WRITTEN EXERCISE
Convert every line of the material below into a two-column Markdown table, with the row number under "Row" and the line itself under "Text". Omit any blank lines.
###
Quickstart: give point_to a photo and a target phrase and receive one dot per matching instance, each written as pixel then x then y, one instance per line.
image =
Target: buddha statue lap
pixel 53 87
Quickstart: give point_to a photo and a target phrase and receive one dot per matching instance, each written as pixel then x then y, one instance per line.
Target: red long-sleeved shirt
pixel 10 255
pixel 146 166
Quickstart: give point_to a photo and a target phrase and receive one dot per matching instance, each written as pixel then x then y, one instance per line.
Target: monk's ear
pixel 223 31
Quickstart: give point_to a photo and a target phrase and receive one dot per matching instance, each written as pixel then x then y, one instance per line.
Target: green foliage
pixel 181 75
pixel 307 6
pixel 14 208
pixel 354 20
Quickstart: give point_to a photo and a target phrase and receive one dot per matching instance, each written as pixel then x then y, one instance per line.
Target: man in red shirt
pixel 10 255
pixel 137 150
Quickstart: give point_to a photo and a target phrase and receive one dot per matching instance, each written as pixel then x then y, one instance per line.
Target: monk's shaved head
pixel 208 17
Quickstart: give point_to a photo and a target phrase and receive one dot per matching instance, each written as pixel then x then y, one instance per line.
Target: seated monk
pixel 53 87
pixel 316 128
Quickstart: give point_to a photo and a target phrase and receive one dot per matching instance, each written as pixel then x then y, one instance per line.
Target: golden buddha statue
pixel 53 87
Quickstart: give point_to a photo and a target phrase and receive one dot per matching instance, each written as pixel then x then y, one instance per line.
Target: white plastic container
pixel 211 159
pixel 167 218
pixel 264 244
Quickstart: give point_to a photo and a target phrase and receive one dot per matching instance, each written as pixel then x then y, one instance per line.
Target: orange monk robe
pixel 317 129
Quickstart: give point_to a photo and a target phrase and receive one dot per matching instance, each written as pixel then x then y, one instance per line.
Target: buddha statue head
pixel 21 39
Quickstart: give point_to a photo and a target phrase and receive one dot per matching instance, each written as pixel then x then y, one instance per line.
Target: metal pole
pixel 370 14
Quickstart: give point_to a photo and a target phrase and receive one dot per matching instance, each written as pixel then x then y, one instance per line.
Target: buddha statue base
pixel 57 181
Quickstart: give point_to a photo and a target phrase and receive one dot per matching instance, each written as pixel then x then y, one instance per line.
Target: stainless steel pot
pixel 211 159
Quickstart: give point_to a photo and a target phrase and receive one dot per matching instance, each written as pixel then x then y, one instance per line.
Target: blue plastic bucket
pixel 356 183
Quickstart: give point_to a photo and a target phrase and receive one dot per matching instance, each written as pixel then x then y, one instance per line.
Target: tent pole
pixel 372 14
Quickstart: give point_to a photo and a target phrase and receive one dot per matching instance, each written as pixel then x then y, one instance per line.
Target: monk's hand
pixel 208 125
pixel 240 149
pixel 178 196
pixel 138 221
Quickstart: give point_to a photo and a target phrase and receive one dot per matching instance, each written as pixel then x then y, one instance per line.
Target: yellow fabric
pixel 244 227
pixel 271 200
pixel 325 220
###
EXERCISE OUTPUT
| Row | Text |
|---|---|
| 1 | Quickstart: give point_to a photo and a target phrase and receive one dot per matching instance, each written as pixel then x then y, one instance per line. |
| 2 | image = |
| 3 | Target: buddha statue lap |
| 4 | pixel 53 87 |
| 5 | Quickstart: give point_to a photo and a target phrase and receive one dot per matching instance, each written as pixel then x then y, one instance per line. |
| 6 | Target: red long-sleeved shirt |
| 7 | pixel 10 255 |
| 8 | pixel 146 166 |
| 9 | Quickstart: give point_to a photo and a target phrase and receive one dot per matching instance, each written as pixel then x then y, one instance per line. |
| 10 | Target: monk's ear |
| 11 | pixel 223 31 |
| 12 | Quickstart: give point_to a photo and a target phrase and receive one dot per matching instance, each written as pixel then x then y, one instance per line. |
| 13 | Target: green foliage |
| 14 | pixel 181 75 |
| 15 | pixel 307 6 |
| 16 | pixel 14 208 |
| 17 | pixel 354 20 |
| 18 | Quickstart: give point_to a photo and a target phrase and receive one dot per matching instance, each written as pixel then x then y, one instance per line. |
| 19 | Target: man in red shirt |
| 20 | pixel 10 255 |
| 21 | pixel 137 150 |
| 22 | Quickstart: give point_to a photo and a target phrase and receive one dot per matching instance, each written as pixel then x then y, one instance per line. |
| 23 | Target: monk's shaved head |
| 24 | pixel 208 17 |
| 25 | Quickstart: give point_to a photo and a target phrase and receive one dot per matching instance, each written as pixel then x then y, one instance per line. |
| 26 | Target: seated monk |
| 27 | pixel 53 87 |
| 28 | pixel 316 128 |
| 29 | Quickstart: give point_to a photo and a target phrase and receive one dot per matching instance, each written as pixel then x then y, one instance per line. |
| 30 | Target: golden buddha statue |
| 31 | pixel 53 87 |
| 32 | Quickstart: give point_to a photo and a target phrase and receive one dot per matching instance, each written as pixel then x then y, one instance per line. |
| 33 | Target: white plastic container |
| 34 | pixel 211 159 |
| 35 | pixel 167 218 |
| 36 | pixel 264 244 |
| 37 | Quickstart: give point_to a photo and a target phrase and receive one dot per matching instance, each written as pixel then x then y, one instance per line. |
| 38 | Target: orange monk robe |
| 39 | pixel 317 129 |
| 40 | Quickstart: give point_to a photo and a target phrase and receive one dot per matching instance, each written as pixel then x then y, one instance per line. |
| 41 | Target: buddha statue head |
| 42 | pixel 21 39 |
| 43 | Quickstart: give point_to a photo and a target phrase and receive one dot per matching instance, each written as pixel then x then y, one instance per line. |
| 44 | Target: metal pole |
| 45 | pixel 370 14 |
| 46 | Quickstart: give point_to a photo and a target phrase and receive one dot per matching instance, each written as pixel then x then y, one instance per line. |
| 47 | Target: buddha statue base |
| 48 | pixel 57 181 |
| 49 | Quickstart: give point_to a photo and a target phrase and receive one dot per matching instance, each written as pixel then x then y, one instance per line. |
| 50 | Target: stainless steel pot |
| 51 | pixel 211 159 |
| 52 | Quickstart: give point_to a photo and a target phrase and receive one dot per matching instance, each written as pixel then x then y, one instance per line. |
| 53 | Target: blue plastic bucket |
| 54 | pixel 356 183 |
| 55 | Quickstart: give point_to a photo and a target phrase and receive one dot per matching instance, each written as pixel then x then y, one instance per line. |
| 56 | Target: tent pole |
| 57 | pixel 372 14 |
| 58 | Quickstart: give point_to a photo and a target phrase and receive one dot per matching instance, each written as pixel then x then y, one instance per line. |
| 59 | Target: monk's hand |
| 60 | pixel 208 125 |
| 61 | pixel 240 149 |
| 62 | pixel 178 196 |
| 63 | pixel 138 221 |
| 64 | Quickstart: give point_to a photo and a target phrase and receive one dot per matching instance, each written as pixel then x then y, one instance per line. |
| 65 | Target: yellow fabric |
| 66 | pixel 244 227 |
| 67 | pixel 271 200 |
| 68 | pixel 325 220 |